* [The problem] Rewrite everything in the records below, from the line containing "Where can the cow's tail" down to the last line of the records, as a numbered list with blank lines omitted. Leave the pictures out of your answer.
+===+
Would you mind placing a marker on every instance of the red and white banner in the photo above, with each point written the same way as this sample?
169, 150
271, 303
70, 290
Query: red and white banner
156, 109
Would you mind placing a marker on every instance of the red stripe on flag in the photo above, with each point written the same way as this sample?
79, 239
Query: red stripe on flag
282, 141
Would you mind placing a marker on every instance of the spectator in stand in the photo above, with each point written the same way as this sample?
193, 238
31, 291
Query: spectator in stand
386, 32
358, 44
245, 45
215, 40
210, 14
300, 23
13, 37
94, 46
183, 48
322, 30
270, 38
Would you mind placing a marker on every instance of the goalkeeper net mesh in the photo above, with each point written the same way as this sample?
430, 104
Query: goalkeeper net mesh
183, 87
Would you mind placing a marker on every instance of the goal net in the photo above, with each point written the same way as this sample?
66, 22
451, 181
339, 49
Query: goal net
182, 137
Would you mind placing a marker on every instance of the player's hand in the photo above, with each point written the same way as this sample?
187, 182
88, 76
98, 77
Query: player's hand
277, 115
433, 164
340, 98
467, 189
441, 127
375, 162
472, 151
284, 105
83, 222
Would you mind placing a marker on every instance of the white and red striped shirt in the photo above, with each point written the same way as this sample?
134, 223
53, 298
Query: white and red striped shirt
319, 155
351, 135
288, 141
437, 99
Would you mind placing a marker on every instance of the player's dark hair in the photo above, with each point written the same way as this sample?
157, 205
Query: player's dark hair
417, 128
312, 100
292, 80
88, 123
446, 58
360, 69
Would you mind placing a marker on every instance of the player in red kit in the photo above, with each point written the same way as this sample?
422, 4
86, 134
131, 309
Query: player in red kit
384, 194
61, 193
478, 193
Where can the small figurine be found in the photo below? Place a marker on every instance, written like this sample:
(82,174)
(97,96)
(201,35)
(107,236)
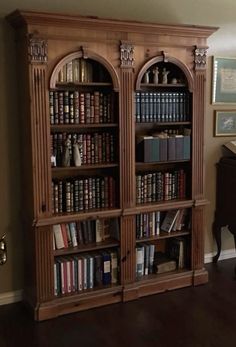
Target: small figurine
(174,81)
(146,77)
(155,72)
(76,153)
(66,152)
(164,76)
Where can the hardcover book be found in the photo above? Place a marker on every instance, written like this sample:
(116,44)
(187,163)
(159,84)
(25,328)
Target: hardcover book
(162,263)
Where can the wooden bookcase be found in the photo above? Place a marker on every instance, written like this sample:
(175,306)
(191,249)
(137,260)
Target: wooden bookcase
(91,84)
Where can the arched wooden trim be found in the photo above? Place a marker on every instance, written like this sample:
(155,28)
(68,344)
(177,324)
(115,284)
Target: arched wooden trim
(86,54)
(170,59)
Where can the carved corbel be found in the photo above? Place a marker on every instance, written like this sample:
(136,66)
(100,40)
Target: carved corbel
(200,58)
(126,54)
(37,49)
(165,56)
(84,52)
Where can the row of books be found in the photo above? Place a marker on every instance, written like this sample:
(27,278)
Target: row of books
(150,224)
(149,260)
(94,148)
(82,272)
(175,220)
(84,232)
(158,186)
(73,107)
(162,107)
(163,147)
(144,259)
(79,194)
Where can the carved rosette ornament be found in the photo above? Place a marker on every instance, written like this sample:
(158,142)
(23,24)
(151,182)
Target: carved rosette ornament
(126,55)
(37,50)
(200,58)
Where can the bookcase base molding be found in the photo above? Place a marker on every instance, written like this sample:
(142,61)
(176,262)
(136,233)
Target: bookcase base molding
(112,121)
(80,302)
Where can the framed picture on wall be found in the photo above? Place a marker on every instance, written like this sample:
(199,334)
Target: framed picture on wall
(224,81)
(225,123)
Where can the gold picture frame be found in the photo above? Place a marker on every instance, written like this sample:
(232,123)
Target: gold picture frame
(224,80)
(225,123)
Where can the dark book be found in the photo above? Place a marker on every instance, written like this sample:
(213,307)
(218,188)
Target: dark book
(171,148)
(169,220)
(179,148)
(106,268)
(176,250)
(148,149)
(162,263)
(163,148)
(98,269)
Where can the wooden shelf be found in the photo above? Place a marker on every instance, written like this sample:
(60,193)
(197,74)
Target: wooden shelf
(142,165)
(156,124)
(72,170)
(74,85)
(161,85)
(163,235)
(109,243)
(159,206)
(76,216)
(76,127)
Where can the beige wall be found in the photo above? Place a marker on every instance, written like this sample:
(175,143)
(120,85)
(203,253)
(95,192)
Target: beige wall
(222,43)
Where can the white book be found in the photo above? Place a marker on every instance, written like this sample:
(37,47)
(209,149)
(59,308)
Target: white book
(139,261)
(59,242)
(169,220)
(73,233)
(55,279)
(114,267)
(99,228)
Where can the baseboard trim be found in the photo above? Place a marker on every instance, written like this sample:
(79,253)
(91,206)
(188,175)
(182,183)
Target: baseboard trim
(10,297)
(16,296)
(227,254)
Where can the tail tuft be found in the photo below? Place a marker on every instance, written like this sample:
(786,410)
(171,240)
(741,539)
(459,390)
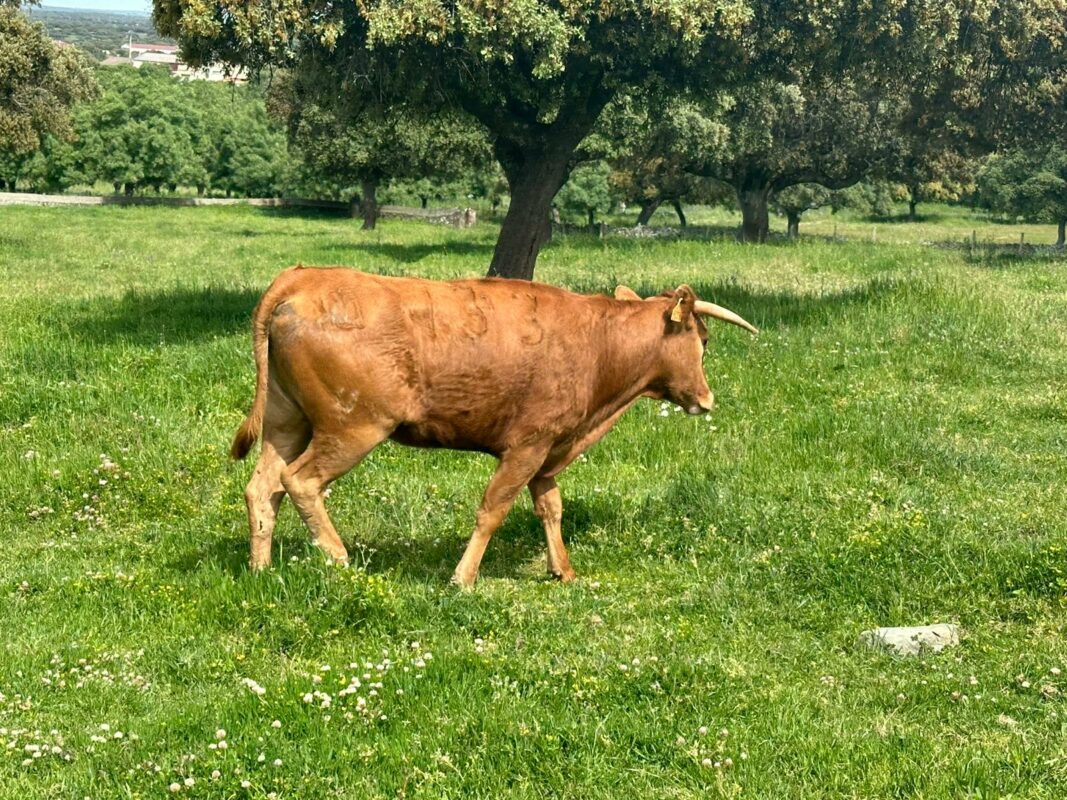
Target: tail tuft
(245,437)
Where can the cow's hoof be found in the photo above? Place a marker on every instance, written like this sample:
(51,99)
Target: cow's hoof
(463,581)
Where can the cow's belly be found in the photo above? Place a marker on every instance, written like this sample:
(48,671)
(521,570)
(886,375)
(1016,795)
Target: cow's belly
(438,435)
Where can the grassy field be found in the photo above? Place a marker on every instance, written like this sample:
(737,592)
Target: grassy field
(892,449)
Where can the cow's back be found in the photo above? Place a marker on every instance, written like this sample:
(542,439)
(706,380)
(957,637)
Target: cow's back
(467,364)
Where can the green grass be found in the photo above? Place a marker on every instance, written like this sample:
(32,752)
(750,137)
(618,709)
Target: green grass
(892,449)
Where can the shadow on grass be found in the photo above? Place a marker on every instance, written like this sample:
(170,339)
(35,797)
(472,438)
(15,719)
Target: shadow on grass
(413,253)
(518,542)
(165,317)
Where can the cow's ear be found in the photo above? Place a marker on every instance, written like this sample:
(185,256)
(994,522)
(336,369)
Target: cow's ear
(684,299)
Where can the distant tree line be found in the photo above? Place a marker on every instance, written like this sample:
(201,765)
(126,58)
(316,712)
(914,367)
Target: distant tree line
(578,107)
(98,33)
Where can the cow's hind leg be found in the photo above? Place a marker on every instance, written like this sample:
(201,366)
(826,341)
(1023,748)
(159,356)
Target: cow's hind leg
(548,506)
(328,458)
(513,473)
(285,436)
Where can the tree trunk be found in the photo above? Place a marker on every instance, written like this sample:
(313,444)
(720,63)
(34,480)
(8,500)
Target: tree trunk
(679,211)
(648,208)
(534,178)
(368,204)
(794,223)
(753,210)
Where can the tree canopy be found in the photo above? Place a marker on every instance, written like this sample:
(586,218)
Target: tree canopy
(538,74)
(1029,184)
(40,81)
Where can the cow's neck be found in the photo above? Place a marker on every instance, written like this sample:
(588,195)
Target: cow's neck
(633,360)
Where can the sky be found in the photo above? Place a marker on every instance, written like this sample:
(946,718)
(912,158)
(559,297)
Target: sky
(143,6)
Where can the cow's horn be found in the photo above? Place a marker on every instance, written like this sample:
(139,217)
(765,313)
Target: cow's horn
(710,309)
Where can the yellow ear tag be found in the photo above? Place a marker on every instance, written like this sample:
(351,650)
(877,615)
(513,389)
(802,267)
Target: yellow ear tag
(675,316)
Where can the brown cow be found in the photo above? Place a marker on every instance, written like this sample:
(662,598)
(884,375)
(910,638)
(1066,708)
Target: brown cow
(527,372)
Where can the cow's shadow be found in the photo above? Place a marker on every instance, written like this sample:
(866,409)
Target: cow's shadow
(516,550)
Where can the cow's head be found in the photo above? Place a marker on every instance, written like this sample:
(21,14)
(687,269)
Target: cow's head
(680,374)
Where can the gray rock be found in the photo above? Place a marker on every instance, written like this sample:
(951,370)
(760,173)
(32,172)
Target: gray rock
(911,641)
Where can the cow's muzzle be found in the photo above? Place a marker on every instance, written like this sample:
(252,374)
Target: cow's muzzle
(703,405)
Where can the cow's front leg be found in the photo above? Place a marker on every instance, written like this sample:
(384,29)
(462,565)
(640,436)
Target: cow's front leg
(548,506)
(513,473)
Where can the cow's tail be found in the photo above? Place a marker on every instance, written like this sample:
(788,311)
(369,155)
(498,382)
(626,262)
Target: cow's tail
(253,424)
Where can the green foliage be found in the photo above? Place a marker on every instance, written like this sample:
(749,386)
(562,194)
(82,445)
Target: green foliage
(538,75)
(148,130)
(1029,184)
(871,197)
(889,450)
(38,83)
(588,191)
(343,148)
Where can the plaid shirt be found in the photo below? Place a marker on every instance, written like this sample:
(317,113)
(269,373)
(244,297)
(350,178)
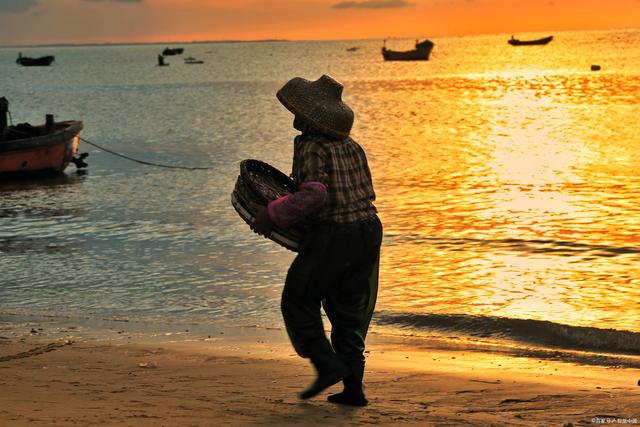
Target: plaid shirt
(341,165)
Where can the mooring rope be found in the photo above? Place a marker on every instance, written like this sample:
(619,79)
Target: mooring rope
(142,162)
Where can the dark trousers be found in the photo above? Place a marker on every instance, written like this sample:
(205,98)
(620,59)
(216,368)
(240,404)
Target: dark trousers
(336,268)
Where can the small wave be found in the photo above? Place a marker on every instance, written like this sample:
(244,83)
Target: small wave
(534,332)
(533,246)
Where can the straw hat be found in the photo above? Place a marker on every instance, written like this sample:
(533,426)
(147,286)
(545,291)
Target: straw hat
+===+
* [Solved exercise]
1. Where can the cow's tail be found in the photo above? Place a marker on every instance, written like this sample:
2. (788,311)
3. (369,155)
4. (498,382)
5. (626,262)
6. Target: cow's tail
7. (253,424)
8. Where can the green foliage be found in the photo above? Place a marker on every instance, written like this sample:
9. (749,386)
10. (562,194)
11. (82,445)
12. Target: green foliage
13. (538,75)
14. (148,130)
15. (1029,184)
16. (871,197)
17. (889,450)
18. (38,83)
19. (588,191)
20. (343,148)
21. Where can the plaid shirt be found in the photo below? Place a marker on every instance, written like this sample:
22. (317,113)
23. (269,373)
24. (244,297)
25. (350,178)
26. Target: plaid shirt
27. (341,165)
28. Where can the mooring rope be found in the photo above? Place a marker on every instance, written like this sample:
29. (619,79)
30. Target: mooring rope
31. (142,162)
32. Where can the dark trousers be found in the photo above? Place a marker on every instance, written like this sample:
33. (205,98)
34. (620,59)
35. (216,368)
36. (240,404)
37. Target: dark trousers
38. (336,268)
39. Where can the small wave be found in the photo above? Place a marker on every instance, written like this sample:
40. (244,83)
41. Target: small wave
42. (534,332)
43. (533,246)
44. Where can the straw hat be found in the photo above? Place a marker on every instance, written like this sample:
45. (533,426)
46. (147,286)
47. (545,291)
48. Target: straw hat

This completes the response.